Task statement: Locate every line of the data below that contains the word "tree" and copy each such line in full. Case counts.

Extracted entries:
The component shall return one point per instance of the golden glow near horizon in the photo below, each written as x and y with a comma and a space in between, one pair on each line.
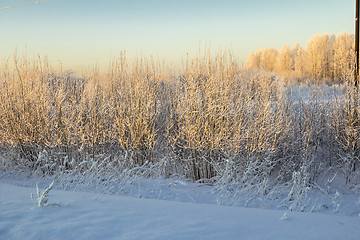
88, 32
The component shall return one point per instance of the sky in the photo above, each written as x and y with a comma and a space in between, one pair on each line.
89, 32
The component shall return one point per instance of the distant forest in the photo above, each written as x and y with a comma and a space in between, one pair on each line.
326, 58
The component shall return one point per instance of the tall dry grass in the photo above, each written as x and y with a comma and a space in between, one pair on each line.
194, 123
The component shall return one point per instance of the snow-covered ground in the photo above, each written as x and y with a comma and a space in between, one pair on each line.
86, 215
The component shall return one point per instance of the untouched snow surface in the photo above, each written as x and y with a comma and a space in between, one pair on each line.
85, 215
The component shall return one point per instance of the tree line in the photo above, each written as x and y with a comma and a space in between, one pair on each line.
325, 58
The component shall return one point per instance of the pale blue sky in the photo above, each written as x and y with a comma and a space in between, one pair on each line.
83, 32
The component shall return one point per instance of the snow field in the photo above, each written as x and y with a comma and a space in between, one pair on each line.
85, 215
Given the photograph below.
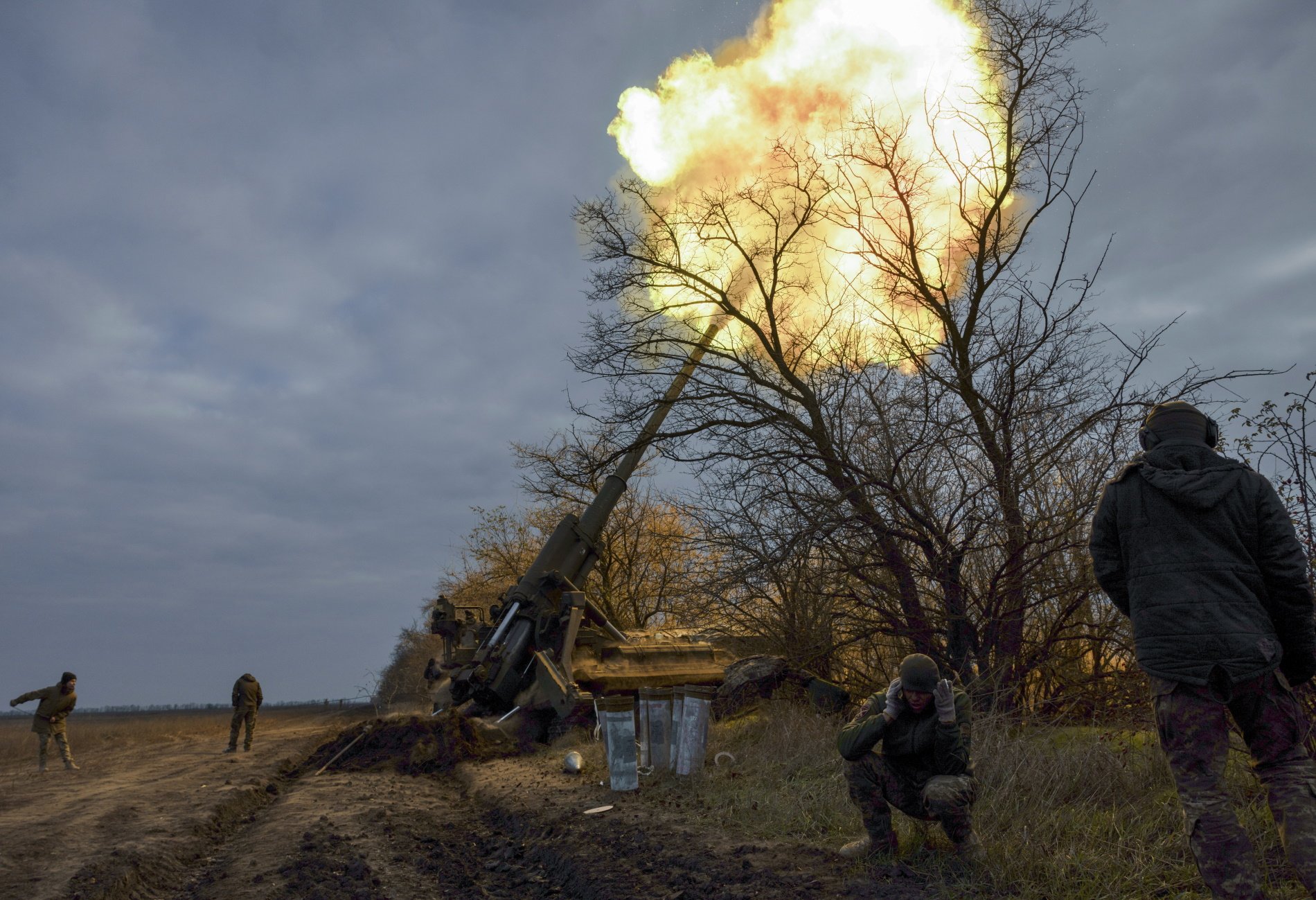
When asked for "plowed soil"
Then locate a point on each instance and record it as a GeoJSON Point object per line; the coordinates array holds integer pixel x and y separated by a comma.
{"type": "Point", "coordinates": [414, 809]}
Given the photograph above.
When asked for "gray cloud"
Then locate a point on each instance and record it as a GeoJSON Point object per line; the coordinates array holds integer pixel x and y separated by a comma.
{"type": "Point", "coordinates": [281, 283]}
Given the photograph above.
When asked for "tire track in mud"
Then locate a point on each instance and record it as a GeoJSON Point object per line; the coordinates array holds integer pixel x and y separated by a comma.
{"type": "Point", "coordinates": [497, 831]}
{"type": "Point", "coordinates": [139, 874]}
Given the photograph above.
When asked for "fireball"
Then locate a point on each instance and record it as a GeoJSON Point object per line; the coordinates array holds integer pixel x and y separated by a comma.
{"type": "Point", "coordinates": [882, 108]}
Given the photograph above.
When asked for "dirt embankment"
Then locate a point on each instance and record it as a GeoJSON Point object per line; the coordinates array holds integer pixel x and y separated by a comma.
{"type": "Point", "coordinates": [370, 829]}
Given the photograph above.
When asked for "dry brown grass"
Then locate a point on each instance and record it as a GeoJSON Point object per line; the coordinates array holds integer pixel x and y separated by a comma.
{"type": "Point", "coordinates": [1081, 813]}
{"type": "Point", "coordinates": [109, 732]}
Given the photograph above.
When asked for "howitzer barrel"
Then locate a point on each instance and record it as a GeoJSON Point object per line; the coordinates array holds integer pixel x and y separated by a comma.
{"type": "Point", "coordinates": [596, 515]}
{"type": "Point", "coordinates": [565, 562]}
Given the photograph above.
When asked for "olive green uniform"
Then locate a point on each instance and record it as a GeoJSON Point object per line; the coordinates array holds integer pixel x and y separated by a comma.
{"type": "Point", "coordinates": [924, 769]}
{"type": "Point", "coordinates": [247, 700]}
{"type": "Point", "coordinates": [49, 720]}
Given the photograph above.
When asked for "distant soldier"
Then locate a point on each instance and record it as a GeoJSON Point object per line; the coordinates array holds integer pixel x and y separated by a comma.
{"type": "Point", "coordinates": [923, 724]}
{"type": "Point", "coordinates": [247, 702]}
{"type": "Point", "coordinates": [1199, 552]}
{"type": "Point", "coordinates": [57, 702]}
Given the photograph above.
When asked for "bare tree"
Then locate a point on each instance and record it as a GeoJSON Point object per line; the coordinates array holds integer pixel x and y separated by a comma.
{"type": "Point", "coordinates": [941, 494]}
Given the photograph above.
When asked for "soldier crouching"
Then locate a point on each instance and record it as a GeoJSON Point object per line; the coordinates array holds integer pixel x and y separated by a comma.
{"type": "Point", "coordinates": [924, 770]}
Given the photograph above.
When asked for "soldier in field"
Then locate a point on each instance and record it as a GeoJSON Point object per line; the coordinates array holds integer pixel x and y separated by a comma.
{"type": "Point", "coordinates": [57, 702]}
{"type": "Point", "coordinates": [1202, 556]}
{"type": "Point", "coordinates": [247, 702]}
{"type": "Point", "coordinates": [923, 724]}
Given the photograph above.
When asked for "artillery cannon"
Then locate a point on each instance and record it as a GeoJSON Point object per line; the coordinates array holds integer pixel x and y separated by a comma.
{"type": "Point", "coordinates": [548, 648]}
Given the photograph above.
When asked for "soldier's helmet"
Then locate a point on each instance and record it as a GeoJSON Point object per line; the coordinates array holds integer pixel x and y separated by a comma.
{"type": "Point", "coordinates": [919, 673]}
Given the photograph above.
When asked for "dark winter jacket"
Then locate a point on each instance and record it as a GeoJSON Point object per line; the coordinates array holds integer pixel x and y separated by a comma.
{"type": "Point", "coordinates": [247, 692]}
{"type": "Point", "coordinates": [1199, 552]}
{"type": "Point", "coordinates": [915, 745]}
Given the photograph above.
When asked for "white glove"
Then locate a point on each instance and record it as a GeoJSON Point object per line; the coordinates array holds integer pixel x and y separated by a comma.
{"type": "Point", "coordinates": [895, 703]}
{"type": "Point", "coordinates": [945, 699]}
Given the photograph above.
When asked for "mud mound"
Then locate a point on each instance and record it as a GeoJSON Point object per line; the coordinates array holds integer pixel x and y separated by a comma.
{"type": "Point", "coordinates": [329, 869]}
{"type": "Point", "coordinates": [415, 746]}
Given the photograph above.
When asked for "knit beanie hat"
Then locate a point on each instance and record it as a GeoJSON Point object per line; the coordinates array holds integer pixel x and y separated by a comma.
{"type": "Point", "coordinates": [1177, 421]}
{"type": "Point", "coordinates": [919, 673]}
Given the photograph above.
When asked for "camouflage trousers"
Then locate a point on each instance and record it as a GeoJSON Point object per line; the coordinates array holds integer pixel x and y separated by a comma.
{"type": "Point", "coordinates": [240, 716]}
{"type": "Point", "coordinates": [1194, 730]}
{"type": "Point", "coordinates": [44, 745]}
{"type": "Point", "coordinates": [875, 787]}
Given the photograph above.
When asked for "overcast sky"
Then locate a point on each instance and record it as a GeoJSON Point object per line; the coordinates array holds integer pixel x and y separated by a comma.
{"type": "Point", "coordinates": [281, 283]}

The solution:
The component shall return one point per instance of the tree line in the photo above, each written as x and y with a comma and a space in between, one pair on each line.
When asked for "bare tree"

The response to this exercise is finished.